### Passage shown ###

Eugène Chavant was the founder of the French resistance organisation France Combat in 1942 and a prominent member of the French resistance. His nom de guerre was Clement, hence the "dit Clement" on the memorial to him in Grenoble. He was a member of the CDLN (Departmental Committee for National Liberation) for the département of Isère during the war. He was also a decorated war hero of the First World War.

Early life
Eugène Chavant was born on 12 February 1894 in Colombe, Isère, the son of a shoe-maker.
He studied at the village school before becoming a mechanic in a factory, during which time he followed the distance-learning programme of the Ecole du Génie Civil which allowed him to become a master tradesman.

World War 1
In 1914, he was mobilised in the 11th Dragoons, then transferred to the 20th Battalion of Chasseurs where he was made a sergeant and platoon leader. Gassed near Soissons in 1918, he refused to leave the front. His attitude led him to receive the Médaille Militaire and the Croix de Guerre with four citations.

### Record extracts ###

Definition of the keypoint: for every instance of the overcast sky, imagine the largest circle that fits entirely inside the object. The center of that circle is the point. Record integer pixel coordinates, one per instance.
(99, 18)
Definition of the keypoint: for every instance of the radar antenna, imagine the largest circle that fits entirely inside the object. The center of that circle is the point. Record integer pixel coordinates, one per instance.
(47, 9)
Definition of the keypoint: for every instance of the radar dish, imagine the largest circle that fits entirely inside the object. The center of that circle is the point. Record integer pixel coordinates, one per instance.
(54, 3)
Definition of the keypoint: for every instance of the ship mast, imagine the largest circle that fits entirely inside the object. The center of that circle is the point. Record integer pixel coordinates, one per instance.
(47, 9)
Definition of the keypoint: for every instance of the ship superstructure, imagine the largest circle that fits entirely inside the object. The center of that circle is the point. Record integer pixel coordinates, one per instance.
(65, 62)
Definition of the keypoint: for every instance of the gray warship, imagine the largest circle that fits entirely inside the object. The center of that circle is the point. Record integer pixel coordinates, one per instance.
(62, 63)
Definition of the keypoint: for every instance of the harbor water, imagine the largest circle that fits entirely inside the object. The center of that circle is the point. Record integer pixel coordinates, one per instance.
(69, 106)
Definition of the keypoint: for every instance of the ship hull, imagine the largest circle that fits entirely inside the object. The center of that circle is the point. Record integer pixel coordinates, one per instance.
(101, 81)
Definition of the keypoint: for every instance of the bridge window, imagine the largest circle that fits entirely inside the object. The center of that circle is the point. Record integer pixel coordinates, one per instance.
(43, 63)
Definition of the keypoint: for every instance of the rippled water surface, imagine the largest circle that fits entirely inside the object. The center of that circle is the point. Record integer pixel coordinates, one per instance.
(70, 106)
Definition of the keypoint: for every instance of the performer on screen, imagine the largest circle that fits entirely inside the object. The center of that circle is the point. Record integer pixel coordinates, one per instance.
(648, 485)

###

◆ Tasks and exercises ◆
1. According to the Eugène Chavant passage, where was Chavant born?
2. From the Eugène Chavant passage, extract everything from "Eugène Chavant was the" down to "First World War.".
The listing has no connection to the Eugène Chavant passage.

◆ Solutions ◆
1. Colombe, Isère.

2.
Eugène Chavant was the founder of the French resistance organisation France Combat in 1942 and a prominent member of the French resistance. His nom de guerre was Clement, hence the "dit Clement" on the memorial to him in Grenoble. He was a member of the CDLN (Departmental Committee for National Liberation) for the département of Isère during the war. He was also a decorated war hero of the First World War.